## Objective
From the material below, pull out the stretch from the line containing "as in [300,189]." through the end of the material, and copy it word for word.

# # #

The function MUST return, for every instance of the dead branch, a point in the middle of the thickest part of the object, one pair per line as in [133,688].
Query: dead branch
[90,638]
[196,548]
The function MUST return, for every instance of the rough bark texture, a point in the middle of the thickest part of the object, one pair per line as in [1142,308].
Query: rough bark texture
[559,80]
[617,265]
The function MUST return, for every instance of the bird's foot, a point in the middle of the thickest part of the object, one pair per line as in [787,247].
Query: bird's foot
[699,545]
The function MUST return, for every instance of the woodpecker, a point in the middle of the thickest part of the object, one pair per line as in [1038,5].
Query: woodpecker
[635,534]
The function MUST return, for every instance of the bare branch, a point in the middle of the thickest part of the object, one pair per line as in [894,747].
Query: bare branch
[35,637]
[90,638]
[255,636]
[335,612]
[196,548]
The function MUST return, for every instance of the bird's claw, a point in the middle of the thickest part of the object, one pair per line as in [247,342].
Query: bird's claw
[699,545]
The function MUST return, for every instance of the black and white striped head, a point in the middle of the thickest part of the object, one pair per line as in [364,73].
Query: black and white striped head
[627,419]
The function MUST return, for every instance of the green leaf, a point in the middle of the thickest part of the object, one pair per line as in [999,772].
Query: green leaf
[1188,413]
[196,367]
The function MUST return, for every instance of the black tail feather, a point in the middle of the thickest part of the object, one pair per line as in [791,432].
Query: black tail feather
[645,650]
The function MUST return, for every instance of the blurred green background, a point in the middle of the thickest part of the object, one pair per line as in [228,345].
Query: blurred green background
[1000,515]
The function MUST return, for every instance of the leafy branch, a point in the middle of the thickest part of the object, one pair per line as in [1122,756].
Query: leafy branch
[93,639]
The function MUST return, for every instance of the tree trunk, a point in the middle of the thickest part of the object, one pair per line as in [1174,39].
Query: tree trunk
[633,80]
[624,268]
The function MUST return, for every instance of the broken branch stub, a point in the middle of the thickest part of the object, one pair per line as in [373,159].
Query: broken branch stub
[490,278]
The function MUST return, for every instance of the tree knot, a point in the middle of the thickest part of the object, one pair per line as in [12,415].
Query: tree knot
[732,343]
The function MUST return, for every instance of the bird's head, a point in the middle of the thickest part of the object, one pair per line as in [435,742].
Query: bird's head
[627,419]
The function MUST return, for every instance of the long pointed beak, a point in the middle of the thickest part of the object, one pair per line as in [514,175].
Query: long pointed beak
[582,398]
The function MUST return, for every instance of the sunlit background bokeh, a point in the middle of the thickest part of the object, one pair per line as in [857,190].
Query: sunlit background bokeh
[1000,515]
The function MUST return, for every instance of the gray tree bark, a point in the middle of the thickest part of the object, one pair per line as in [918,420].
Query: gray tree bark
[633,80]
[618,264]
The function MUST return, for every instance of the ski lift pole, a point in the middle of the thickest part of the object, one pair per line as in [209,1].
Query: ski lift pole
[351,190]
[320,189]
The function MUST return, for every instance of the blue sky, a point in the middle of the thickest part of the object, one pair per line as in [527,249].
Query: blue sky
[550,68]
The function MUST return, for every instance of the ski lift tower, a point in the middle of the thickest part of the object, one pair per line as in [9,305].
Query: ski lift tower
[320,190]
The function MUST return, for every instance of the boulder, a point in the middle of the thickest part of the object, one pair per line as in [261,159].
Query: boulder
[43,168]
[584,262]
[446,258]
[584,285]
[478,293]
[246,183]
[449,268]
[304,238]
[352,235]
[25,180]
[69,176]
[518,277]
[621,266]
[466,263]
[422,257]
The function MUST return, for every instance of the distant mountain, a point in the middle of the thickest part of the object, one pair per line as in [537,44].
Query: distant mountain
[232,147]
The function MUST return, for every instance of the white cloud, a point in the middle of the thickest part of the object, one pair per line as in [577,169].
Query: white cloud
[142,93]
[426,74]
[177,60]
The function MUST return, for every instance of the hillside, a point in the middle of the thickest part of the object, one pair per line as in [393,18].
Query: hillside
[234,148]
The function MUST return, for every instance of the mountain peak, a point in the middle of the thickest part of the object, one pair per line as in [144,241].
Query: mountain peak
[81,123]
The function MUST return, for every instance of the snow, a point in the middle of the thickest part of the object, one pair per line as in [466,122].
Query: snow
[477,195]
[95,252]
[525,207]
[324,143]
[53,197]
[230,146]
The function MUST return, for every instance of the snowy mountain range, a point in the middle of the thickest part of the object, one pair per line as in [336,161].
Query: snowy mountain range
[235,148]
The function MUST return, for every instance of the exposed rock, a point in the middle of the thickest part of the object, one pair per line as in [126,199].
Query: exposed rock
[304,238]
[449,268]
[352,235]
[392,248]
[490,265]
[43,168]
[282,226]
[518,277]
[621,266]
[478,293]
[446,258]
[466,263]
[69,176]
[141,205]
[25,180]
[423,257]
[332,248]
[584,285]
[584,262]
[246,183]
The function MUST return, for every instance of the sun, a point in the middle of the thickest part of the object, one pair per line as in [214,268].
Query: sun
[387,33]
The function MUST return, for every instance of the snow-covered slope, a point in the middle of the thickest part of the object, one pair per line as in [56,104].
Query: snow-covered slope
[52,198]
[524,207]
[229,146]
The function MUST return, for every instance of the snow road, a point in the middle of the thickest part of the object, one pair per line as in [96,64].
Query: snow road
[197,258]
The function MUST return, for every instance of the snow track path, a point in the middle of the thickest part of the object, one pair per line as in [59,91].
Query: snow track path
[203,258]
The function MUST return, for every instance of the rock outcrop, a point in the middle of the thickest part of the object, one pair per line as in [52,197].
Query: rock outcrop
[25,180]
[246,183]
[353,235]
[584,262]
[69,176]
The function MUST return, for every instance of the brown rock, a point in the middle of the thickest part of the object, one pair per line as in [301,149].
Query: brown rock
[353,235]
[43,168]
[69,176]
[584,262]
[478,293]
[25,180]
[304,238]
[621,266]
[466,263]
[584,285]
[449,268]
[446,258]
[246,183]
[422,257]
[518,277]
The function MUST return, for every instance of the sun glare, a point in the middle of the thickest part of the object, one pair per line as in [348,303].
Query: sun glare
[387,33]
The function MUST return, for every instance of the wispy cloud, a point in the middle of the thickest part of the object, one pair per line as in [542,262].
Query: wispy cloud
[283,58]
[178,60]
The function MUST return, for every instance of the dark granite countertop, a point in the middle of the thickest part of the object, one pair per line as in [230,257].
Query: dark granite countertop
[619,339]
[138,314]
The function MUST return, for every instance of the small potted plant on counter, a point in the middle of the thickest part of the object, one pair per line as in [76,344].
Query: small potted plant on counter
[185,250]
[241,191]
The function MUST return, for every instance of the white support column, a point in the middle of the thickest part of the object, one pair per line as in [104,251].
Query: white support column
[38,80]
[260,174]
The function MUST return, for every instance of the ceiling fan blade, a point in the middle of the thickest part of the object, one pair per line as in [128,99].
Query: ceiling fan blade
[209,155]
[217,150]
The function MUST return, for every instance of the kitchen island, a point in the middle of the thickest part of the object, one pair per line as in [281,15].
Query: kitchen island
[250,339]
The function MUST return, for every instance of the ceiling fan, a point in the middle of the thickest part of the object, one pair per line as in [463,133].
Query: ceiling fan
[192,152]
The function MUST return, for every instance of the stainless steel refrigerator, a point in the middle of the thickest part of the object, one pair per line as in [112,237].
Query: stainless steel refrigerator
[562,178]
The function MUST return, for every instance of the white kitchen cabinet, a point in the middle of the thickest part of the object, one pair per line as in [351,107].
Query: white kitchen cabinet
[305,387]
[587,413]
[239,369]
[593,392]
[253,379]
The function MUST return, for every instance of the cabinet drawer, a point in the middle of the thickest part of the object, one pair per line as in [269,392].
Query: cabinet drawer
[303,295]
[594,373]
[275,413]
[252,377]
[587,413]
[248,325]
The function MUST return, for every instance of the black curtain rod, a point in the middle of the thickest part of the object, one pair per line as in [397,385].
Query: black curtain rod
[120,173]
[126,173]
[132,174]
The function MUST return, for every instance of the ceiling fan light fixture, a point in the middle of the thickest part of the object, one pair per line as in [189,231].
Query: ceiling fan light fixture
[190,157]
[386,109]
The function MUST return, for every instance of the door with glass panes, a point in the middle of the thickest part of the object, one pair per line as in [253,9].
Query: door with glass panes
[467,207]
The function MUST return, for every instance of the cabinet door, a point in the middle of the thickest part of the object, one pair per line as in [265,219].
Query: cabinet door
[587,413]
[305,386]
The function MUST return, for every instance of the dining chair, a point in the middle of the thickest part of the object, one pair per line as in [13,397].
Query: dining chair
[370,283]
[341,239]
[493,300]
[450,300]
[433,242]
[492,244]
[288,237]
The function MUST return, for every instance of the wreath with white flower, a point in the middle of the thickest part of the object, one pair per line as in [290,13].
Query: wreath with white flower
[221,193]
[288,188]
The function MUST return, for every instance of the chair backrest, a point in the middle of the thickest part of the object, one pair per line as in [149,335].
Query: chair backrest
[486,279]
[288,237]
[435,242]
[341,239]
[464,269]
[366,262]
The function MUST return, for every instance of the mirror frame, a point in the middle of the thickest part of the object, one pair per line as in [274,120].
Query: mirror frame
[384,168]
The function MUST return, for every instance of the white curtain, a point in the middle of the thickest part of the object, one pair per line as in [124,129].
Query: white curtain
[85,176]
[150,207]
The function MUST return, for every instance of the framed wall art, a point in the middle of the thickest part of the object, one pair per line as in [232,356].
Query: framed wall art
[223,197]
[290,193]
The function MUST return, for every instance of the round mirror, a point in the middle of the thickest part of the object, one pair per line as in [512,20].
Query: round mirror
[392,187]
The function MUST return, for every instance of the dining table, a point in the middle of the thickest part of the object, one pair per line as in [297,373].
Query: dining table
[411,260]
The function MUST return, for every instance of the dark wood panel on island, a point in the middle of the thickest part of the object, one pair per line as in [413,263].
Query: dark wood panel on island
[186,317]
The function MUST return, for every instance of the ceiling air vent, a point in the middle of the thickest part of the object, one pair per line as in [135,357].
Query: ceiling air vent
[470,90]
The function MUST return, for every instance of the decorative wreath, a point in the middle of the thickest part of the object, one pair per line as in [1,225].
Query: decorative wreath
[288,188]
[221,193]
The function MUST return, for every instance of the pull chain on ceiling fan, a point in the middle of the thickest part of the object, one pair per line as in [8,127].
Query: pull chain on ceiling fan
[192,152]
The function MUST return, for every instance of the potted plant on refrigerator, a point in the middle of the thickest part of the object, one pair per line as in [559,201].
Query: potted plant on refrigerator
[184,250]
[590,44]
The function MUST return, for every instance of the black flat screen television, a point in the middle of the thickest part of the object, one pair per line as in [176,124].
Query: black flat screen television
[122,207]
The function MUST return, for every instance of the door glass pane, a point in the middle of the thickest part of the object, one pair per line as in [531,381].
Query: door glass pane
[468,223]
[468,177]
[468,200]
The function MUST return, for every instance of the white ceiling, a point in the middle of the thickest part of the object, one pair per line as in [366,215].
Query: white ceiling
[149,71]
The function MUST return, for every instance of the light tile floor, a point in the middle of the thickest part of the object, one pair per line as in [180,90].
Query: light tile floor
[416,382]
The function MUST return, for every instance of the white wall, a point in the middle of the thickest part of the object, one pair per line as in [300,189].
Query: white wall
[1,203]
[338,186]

# # #

## Exercise answer
The function MUST return, for every instance of the white wall, a point in the middle of the thickest part of the object, one pair per line as in [300,189].
Query: white wall
[1,203]
[338,186]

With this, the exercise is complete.